### EXERCISE PROMPT
When a line of the entries contains "below", please list that line.

[Referring expression pointing data]
---

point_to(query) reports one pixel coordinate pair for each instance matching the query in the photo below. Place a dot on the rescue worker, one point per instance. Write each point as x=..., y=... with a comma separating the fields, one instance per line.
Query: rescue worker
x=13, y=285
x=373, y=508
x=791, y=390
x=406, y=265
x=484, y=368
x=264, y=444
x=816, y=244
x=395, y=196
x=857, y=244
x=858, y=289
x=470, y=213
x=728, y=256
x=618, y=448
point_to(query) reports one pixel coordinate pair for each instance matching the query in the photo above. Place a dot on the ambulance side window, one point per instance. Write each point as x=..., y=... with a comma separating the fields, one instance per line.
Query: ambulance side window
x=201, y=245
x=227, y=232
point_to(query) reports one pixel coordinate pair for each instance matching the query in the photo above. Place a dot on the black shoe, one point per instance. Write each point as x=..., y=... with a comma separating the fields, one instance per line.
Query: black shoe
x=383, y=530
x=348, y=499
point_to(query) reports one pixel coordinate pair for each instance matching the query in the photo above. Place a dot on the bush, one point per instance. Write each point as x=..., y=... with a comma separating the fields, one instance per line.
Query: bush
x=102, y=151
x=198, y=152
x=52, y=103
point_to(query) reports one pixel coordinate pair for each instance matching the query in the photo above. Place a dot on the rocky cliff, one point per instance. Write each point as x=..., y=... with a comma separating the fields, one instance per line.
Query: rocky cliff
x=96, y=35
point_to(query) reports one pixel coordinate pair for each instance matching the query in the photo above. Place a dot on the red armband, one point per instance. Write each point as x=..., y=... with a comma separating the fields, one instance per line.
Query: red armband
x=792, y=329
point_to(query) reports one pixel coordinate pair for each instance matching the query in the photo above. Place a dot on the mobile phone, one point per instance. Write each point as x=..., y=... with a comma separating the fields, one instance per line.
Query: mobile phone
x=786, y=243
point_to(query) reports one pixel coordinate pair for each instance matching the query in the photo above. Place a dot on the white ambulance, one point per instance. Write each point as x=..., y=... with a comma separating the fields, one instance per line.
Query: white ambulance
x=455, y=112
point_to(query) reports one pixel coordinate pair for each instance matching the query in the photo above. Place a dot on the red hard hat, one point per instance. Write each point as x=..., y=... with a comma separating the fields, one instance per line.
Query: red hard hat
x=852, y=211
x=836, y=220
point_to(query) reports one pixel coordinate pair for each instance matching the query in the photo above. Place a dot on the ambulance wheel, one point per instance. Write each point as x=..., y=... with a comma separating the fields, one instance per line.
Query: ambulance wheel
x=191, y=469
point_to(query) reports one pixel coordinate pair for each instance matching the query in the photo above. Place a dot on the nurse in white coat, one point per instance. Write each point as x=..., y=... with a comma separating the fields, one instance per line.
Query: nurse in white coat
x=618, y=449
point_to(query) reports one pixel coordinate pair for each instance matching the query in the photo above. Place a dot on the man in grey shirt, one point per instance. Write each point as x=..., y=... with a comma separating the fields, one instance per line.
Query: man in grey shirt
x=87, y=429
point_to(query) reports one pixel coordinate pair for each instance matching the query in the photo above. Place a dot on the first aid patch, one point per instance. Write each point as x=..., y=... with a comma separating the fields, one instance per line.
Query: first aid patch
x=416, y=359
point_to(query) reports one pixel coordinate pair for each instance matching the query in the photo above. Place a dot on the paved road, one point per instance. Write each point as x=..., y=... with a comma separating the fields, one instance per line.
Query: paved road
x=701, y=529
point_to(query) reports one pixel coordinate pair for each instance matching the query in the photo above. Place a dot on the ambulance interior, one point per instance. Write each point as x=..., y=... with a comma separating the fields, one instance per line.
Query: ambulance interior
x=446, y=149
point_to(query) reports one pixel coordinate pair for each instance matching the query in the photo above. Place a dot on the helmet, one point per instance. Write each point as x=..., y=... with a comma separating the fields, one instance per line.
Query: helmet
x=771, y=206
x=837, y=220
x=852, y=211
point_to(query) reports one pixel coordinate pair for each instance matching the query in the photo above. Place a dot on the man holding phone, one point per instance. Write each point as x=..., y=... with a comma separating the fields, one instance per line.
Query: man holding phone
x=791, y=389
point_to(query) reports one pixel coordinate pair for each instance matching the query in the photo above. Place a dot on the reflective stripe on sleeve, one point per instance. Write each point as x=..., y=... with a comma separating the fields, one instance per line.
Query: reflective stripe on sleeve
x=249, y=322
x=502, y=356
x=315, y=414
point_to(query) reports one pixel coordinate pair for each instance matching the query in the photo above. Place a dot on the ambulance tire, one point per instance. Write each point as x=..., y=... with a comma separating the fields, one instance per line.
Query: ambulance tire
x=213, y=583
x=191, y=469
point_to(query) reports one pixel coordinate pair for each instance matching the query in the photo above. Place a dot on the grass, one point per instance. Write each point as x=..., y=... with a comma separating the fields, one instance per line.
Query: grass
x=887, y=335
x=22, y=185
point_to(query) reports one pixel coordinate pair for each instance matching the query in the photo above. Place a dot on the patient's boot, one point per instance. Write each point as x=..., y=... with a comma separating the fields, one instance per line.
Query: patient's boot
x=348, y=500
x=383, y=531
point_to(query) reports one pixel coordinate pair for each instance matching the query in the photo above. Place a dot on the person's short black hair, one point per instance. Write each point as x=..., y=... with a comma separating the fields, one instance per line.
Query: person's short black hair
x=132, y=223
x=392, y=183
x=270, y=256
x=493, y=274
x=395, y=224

---

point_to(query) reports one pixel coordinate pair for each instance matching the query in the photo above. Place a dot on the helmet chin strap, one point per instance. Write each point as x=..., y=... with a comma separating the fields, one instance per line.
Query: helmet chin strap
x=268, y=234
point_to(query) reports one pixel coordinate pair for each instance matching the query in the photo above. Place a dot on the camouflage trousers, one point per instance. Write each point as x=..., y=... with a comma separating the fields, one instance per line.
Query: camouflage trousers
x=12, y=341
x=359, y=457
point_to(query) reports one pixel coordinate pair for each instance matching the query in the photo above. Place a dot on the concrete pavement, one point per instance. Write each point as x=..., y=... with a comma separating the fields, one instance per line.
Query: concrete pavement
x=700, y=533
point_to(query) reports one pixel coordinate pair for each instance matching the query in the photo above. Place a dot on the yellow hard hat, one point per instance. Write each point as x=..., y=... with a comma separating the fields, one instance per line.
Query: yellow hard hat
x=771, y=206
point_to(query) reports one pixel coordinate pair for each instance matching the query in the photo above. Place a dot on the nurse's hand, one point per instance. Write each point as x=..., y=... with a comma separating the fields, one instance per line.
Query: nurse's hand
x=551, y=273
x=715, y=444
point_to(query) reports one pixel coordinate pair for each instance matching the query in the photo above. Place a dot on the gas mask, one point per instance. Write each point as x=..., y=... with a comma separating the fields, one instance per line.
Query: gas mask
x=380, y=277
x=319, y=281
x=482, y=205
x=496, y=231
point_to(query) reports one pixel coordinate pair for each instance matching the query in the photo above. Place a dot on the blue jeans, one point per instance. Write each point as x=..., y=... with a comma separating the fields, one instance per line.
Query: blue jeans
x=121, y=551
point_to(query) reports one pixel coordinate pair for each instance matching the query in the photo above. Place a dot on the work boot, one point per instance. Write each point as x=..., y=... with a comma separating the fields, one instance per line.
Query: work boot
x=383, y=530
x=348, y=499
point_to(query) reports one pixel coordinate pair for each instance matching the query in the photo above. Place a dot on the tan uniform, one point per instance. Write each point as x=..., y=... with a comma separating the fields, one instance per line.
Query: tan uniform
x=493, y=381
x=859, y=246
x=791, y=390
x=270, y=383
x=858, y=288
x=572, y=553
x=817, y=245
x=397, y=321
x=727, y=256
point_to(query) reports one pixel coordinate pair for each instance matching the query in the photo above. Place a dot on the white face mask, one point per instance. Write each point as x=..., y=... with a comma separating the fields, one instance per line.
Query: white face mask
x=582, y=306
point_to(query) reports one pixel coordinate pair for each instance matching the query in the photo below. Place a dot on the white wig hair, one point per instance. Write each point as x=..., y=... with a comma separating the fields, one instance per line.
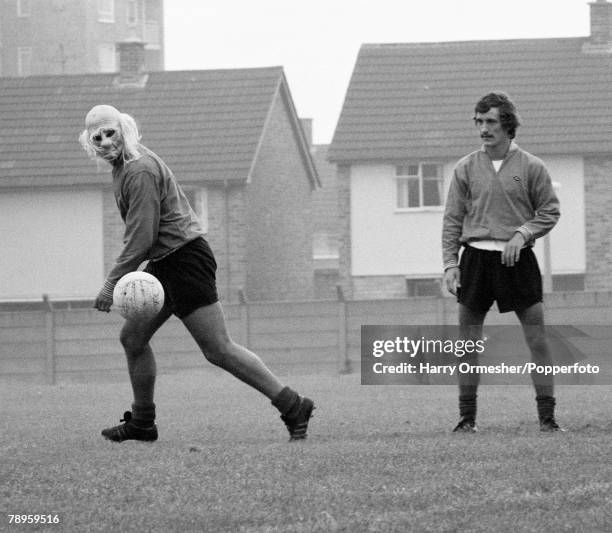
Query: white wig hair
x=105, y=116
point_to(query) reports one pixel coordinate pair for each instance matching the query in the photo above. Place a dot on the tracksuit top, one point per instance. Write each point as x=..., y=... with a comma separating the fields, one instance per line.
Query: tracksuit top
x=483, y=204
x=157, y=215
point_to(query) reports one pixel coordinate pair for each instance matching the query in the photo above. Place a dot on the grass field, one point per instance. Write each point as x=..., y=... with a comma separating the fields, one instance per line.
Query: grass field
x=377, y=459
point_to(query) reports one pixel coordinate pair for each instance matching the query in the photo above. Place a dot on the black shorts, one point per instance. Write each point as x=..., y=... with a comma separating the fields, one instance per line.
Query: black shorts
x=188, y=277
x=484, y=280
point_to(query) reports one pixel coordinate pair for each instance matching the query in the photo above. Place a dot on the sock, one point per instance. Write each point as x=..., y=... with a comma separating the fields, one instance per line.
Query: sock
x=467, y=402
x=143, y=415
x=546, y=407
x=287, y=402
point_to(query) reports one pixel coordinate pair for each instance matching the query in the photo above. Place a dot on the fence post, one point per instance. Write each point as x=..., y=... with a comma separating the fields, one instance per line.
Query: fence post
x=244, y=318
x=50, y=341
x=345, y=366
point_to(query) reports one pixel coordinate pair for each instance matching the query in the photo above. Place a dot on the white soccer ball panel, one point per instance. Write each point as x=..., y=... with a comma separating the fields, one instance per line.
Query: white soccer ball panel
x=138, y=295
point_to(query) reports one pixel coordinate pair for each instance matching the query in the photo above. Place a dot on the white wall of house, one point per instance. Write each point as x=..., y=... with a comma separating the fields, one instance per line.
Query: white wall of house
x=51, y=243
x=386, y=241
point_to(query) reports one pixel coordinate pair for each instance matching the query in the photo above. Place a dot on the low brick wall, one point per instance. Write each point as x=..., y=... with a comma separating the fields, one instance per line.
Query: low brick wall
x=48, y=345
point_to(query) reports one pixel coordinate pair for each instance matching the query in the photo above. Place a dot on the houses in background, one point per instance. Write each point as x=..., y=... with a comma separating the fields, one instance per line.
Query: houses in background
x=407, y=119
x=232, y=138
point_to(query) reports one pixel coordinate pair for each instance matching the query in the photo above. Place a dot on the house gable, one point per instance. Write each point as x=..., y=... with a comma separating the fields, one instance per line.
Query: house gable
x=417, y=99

---

### RESPONSE AREA
point_to(query) reports one pixel coordinate pair for each instance matching the query in the photo below. Place a dot on the rescue worker, one point per instance. Write each point as x=..., y=... with a comma separating the fields, one instance per line.
point_to(query) reports one pixel coordinate pair for each instance matching the query in the photo below. Place a dot on the white wig hair, one point per instance. Write each point as x=..., y=... with a comma separating the fields, one instance per line.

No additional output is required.